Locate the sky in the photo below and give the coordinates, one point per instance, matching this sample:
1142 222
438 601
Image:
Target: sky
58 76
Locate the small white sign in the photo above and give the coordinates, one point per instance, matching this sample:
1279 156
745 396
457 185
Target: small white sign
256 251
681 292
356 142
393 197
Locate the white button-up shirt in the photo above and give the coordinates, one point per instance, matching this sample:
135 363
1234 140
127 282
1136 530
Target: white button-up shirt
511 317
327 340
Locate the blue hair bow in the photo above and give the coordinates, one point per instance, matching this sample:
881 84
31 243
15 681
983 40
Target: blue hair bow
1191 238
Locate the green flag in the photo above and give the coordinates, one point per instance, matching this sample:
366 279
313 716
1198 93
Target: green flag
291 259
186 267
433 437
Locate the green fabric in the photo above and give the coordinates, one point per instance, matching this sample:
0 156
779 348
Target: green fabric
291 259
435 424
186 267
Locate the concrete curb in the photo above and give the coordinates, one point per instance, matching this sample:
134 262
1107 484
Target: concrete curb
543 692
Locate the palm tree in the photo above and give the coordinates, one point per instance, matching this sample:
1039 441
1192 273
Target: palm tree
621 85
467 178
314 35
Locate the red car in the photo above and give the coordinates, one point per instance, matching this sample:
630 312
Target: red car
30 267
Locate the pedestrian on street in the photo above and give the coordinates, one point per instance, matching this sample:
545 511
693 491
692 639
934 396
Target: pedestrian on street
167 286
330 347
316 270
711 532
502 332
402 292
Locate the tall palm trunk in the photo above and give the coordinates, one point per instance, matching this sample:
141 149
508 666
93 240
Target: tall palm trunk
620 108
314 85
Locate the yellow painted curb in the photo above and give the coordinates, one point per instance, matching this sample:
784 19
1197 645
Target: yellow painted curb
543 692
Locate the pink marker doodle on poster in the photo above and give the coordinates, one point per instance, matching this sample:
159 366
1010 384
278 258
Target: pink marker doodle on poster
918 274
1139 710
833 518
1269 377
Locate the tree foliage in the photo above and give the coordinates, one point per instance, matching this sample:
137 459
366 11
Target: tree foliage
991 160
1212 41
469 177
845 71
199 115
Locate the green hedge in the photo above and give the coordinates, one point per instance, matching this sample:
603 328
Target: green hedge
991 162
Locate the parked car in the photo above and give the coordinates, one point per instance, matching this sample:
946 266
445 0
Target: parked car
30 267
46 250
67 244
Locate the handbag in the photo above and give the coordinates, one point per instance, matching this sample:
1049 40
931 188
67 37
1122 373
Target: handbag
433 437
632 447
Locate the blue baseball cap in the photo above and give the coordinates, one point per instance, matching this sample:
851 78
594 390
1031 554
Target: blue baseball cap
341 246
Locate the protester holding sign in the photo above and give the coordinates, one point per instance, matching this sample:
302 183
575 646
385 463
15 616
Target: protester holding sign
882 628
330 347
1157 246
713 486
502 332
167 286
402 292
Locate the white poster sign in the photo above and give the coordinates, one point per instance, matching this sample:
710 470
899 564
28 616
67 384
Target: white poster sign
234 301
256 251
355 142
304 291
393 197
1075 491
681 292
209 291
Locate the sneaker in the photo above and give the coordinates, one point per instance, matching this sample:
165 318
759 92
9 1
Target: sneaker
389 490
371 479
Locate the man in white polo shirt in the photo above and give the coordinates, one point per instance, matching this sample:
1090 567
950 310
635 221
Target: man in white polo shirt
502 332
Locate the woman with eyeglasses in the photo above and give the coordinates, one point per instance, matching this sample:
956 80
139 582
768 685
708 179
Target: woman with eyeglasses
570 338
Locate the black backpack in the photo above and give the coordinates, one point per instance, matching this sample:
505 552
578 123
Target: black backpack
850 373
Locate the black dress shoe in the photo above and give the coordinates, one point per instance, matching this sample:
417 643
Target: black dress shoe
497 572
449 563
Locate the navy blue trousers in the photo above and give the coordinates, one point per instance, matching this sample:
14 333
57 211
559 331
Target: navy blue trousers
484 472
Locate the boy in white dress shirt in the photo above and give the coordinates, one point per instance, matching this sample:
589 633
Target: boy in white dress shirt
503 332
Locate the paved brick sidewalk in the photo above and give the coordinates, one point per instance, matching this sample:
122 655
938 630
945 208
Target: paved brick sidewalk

*Problem requirements*:
Set down every record above exactly as given.

*Output*:
Locate the sky in the photo below and give the coordinates, one point per instance, matching this sample:
1142 222
438 601
Image:
Target: sky
58 76
Locate the small white sign in the photo above and give the coordinates, one point per instance, matching this sample:
1279 156
745 396
457 185
Target: small white sign
256 251
681 292
356 142
393 197
Locate the white button-up shirt in the photo above and give the coordinates, one point per instance, matching this sample:
135 363
1234 140
127 282
1136 530
Target: white button-up shirt
511 317
327 340
Locate the blue hair bow in the photo above and give the coordinates, one point per instance, matching this sample:
881 84
31 243
15 681
983 40
Target: blue hair bow
1191 238
Locate the green flag in the photo above and give the coordinates, one point per instance, matching this sample:
366 279
313 716
1198 93
Target: green flag
291 259
186 267
433 437
Locate the green fabric in the photo above and give the coordinates, one point per instance, matching this sample:
0 156
779 348
Target: green fabric
291 259
435 424
186 267
Locate the concrete curb in the photo above and give the coordinates, one point per instance, matching this sample:
134 262
1107 484
Target: concrete curb
543 692
Locate the palm tree in the photo above and give the coordinates, one point per instance, matching this sample:
1039 441
1192 273
Target: palm tree
621 85
467 178
314 35
Locate the red car in the photo above and give the coordinates, one point per instance, matching this sample:
630 312
Target: red car
30 267
Locate the pedestrian on street in the photo above and give the coordinates, one point per instance, matching this sample:
545 511
693 491
692 639
934 396
Target: pedestrian on street
167 286
330 347
316 270
711 532
502 332
402 292
Locate the tall palm trunk in the photo above and give the coordinates, one point per instance, matching this sample:
141 149
508 666
93 240
Target: tall palm trunk
620 108
314 85
Locate the yellow painted curb in the photo above and give the coordinates, one point per instance, matching this sample:
784 19
1197 645
Target: yellow painted curb
543 692
Locate the pink marker doodle on poster in the photo above and give the coordinates, one point per instance, matching this sample:
159 366
1010 384
278 258
Target: pink marker doodle on poster
918 274
1139 710
833 518
1269 377
Locate the tree foliage in the photo above and give the coordinates, one point per instance, matching this sample:
137 459
366 11
Target: tree foliage
991 160
1212 41
469 177
845 71
199 115
Locate the green hedge in the photo above and give the coordinates, one point per instance, matching this sample:
603 328
Target: green hedge
991 162
Locate the parked car in the photo above and give the coordinates, one point per instance, matching this sample:
946 266
445 0
Target: parked car
30 267
46 250
67 244
Locate the handbag in the photo above and give the coordinates, one point per instance, matching this sample:
1049 40
931 188
67 37
1122 373
Target: handbag
433 437
632 447
Locate the blue baseball cap in the photo above and give the coordinates, one point per instance, matching this sample:
851 78
594 390
1031 554
Target: blue baseball cap
341 246
Locate the protester holding sign in the photo above and give the coordinates, one point per instance, matching this sample:
302 183
575 646
385 463
15 616
Target: protester holding sign
882 628
330 347
1157 246
713 486
502 332
167 286
402 292
Locate the white poster sign in the photo above and give the coordinates, one point per instance, matching this sample:
710 470
899 564
28 616
67 384
Target: white poster sign
234 301
256 251
355 142
304 291
393 197
1075 491
681 292
209 291
Locate the sneaker in the photo above and give the coordinates, one point per instance, matching this sample:
165 318
759 92
9 1
Target: sneaker
389 490
371 479
Locate the man in white polo shirt in the photo above and give the coordinates, one point per instance, matching this sample:
1090 567
950 310
635 221
Target: man in white polo shirt
502 332
Locate the woman with eyeglasses in the photo above and give the coordinates, one point per instance, matching this sample:
956 80
139 582
768 685
708 179
Target: woman with eyeglasses
570 338
Locate the black backpack in the photo above and give the coordinates, one point per instance, matching this sample:
505 552
578 123
Target: black backpack
850 373
Locate the black dress shoe in the photo above and give the coordinates, one point per instance, matching this sample:
417 643
Target: black dress shoe
497 572
449 563
Locate the navy blue trousers in the photo above and give the coordinates, one point per instance, matching this sample:
14 333
57 211
559 331
Target: navy blue trousers
484 472
Locate the boy in white dress shirt in the photo above and give the coordinates, one point per instance, matching this sample:
589 633
Target: boy in white dress shirt
503 332
Locate the paved brick sidewalk in the photo above and give the coordinates, one point per instance, matching this sample:
122 655
938 630
945 208
Target: paved brick sidewalk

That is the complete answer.